## [EXERCISE INSTRUCTIONS]
Copy out exactly the lines from the one containing "the man's left" to the end of the records below, both included, and nothing else.

+++ DATA TO PROCESS +++

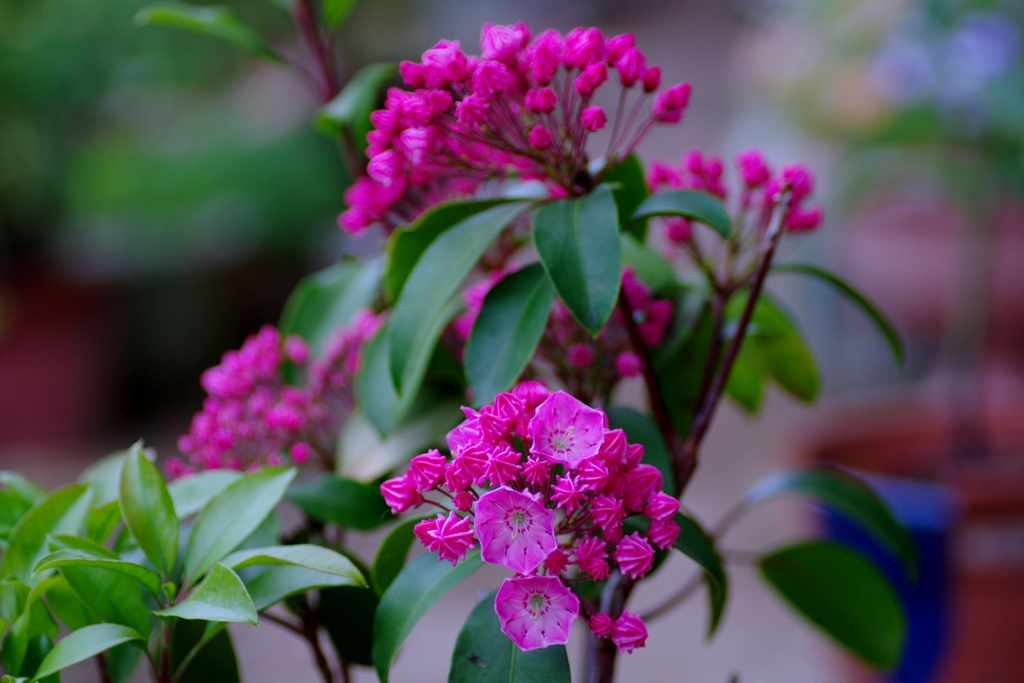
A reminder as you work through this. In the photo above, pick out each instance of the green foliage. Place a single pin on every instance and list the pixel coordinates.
(842, 593)
(507, 331)
(215, 22)
(484, 654)
(415, 590)
(579, 245)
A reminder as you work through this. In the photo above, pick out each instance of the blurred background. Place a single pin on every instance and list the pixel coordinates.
(162, 193)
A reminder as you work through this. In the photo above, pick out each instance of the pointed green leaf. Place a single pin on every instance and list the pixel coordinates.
(231, 515)
(190, 494)
(840, 591)
(422, 311)
(418, 587)
(83, 644)
(579, 244)
(507, 331)
(884, 325)
(484, 654)
(220, 597)
(216, 22)
(693, 204)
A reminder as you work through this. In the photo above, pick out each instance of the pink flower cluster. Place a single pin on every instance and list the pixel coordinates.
(544, 486)
(759, 196)
(522, 108)
(252, 418)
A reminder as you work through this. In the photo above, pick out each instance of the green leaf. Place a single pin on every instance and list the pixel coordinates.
(190, 494)
(846, 495)
(484, 654)
(693, 204)
(216, 22)
(631, 191)
(579, 244)
(147, 578)
(231, 515)
(343, 502)
(64, 511)
(422, 311)
(148, 511)
(329, 299)
(220, 597)
(312, 557)
(649, 266)
(392, 553)
(83, 644)
(842, 593)
(695, 544)
(349, 112)
(884, 325)
(409, 242)
(507, 331)
(417, 588)
(641, 429)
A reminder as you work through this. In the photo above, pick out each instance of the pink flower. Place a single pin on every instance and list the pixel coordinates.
(515, 530)
(536, 611)
(629, 633)
(565, 430)
(635, 556)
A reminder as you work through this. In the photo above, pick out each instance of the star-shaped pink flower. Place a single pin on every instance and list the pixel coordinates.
(515, 530)
(536, 611)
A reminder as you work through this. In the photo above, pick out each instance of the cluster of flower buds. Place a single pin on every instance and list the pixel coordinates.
(252, 418)
(522, 108)
(546, 489)
(760, 189)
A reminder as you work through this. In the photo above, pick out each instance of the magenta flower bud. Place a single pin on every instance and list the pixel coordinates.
(628, 364)
(591, 79)
(543, 100)
(632, 66)
(629, 633)
(594, 119)
(651, 79)
(540, 137)
(635, 556)
(616, 46)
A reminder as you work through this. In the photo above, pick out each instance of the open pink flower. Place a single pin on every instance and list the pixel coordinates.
(537, 611)
(515, 530)
(566, 430)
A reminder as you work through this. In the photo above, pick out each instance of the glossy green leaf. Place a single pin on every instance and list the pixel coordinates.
(329, 299)
(409, 242)
(844, 594)
(215, 22)
(579, 245)
(231, 515)
(422, 309)
(846, 495)
(884, 325)
(348, 114)
(507, 331)
(641, 429)
(630, 184)
(693, 204)
(484, 654)
(417, 588)
(190, 494)
(392, 553)
(343, 502)
(148, 511)
(312, 557)
(83, 644)
(147, 578)
(64, 511)
(220, 597)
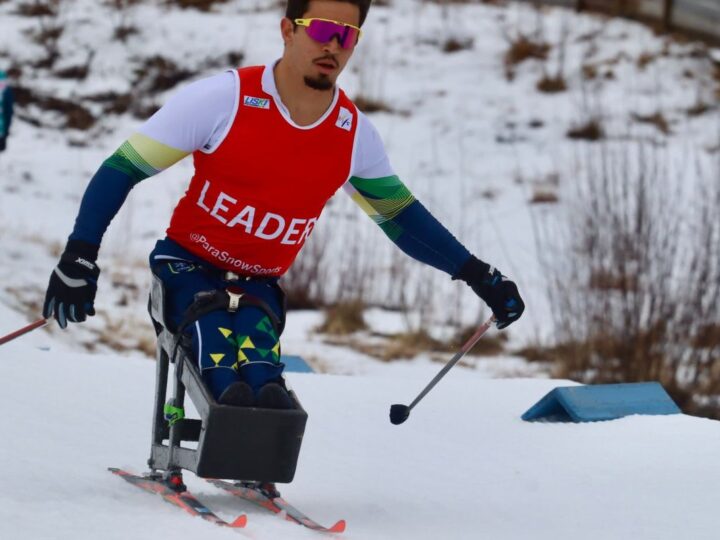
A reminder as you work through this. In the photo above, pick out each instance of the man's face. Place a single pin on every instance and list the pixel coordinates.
(319, 64)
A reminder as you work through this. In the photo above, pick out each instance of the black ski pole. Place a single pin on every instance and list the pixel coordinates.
(24, 330)
(399, 413)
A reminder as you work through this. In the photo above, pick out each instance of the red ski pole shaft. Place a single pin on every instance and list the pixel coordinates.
(24, 330)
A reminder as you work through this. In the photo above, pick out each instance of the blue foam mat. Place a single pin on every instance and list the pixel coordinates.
(601, 402)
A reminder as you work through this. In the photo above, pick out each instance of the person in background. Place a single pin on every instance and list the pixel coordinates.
(7, 103)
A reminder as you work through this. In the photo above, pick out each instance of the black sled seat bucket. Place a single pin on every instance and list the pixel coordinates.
(234, 443)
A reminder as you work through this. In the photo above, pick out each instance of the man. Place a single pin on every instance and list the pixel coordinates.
(6, 109)
(271, 144)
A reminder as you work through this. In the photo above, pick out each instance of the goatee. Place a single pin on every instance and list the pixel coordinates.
(321, 82)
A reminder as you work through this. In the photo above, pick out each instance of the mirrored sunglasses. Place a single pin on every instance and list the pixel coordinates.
(325, 30)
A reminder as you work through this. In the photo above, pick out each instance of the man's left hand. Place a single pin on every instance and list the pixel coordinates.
(498, 292)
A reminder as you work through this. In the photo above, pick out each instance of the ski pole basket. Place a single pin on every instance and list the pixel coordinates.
(235, 443)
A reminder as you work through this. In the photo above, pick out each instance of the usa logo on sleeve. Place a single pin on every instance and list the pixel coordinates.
(258, 103)
(345, 119)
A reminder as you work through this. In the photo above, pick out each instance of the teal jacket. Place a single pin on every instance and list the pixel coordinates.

+++

## [SOLUTION TO THIS TASK]
A reminder as you work through this. In the photo above, pick out each instance of the man's left hand. Place a single pin on every instance and list the pixel coordinates.
(498, 292)
A reminder as you work through this. In the photo above, pick out each instance of the ski pole basket. Place a single pin on every instance and list the pixel coordinates.
(235, 443)
A reminder as you work through this. In the photo above, pick out each instance of the usa logo on sleeve. Place a single pin on every instance and list the pixel coordinates.
(258, 103)
(345, 119)
A reminder as you work through this. In the photo above, pick out each instance of the teal jacket. Place a single pin on every instance and list the pixel coordinates.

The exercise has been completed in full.